## Objective
Copy the lines starting at the one with "of the stone" and ending at the last of the rows, swapping "stone column" for "stone pillar" and keeping everything else the same.

## Data records
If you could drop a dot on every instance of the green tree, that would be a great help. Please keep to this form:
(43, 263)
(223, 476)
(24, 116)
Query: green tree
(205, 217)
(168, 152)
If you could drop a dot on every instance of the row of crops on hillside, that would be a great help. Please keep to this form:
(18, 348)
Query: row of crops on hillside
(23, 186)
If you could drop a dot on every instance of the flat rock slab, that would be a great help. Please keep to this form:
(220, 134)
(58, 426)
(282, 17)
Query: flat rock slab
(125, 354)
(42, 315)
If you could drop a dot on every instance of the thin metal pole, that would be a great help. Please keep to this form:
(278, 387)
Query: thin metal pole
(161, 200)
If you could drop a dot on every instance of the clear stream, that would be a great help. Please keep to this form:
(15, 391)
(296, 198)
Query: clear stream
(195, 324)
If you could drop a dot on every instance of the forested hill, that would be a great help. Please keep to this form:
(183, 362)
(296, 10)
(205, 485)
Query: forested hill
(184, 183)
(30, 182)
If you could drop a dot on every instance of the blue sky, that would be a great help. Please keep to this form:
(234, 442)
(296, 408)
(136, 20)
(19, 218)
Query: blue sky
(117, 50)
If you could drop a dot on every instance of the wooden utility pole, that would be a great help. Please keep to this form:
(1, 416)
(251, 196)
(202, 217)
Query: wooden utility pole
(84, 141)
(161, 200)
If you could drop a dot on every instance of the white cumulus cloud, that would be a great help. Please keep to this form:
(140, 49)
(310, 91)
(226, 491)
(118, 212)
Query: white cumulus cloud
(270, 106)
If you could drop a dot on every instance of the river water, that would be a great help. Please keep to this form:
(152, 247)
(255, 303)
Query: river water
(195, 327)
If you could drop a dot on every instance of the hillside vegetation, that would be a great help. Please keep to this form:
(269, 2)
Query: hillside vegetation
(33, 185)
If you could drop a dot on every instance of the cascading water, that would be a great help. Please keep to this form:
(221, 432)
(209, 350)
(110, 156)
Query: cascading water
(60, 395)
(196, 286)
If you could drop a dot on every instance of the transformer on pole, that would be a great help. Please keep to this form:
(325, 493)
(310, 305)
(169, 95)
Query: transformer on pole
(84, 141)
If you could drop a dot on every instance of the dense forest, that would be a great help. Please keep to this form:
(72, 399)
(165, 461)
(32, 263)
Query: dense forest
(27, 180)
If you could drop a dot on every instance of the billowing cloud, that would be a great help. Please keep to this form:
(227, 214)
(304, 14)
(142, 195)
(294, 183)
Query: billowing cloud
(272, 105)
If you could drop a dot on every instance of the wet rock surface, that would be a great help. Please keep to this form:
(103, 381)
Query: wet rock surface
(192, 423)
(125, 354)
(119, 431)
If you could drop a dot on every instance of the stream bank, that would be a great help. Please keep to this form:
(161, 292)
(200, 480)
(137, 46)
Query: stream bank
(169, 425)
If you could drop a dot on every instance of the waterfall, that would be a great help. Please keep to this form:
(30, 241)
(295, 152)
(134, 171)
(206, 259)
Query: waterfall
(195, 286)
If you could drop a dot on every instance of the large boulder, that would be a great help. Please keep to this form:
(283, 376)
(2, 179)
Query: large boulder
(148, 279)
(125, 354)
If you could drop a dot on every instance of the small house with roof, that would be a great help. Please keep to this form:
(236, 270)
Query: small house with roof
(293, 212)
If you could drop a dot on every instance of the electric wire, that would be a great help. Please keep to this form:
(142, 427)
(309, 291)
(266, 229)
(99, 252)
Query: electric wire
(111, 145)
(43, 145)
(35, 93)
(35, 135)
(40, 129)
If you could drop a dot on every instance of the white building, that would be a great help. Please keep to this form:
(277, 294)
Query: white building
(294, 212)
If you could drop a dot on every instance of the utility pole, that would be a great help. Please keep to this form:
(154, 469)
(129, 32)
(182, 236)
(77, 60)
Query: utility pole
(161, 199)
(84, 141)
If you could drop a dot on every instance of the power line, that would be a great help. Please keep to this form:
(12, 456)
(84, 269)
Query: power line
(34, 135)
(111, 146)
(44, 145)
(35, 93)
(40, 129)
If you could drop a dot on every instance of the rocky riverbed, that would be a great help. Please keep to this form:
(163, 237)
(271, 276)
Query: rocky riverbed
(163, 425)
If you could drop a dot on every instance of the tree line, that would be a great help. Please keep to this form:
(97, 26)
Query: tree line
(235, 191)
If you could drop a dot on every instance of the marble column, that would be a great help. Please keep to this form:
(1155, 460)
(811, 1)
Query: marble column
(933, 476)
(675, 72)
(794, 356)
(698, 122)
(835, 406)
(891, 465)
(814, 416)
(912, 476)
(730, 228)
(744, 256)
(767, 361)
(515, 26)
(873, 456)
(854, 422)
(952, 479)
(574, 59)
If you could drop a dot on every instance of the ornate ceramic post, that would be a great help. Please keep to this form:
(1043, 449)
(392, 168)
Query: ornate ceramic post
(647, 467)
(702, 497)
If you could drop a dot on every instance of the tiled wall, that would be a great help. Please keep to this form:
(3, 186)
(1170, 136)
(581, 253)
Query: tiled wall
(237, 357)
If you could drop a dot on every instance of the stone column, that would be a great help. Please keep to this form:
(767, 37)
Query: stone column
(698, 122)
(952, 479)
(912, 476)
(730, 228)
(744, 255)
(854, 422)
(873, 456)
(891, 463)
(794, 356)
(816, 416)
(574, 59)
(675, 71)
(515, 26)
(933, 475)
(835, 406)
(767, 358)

## Answer for the task
If you could drop a dot on every instance of the stone pillar, that would be a great help. Please keep to this form:
(767, 37)
Query: stone pillar
(698, 122)
(952, 479)
(912, 476)
(730, 228)
(744, 255)
(854, 422)
(873, 456)
(891, 463)
(794, 356)
(816, 416)
(574, 59)
(675, 71)
(515, 26)
(933, 475)
(835, 406)
(767, 358)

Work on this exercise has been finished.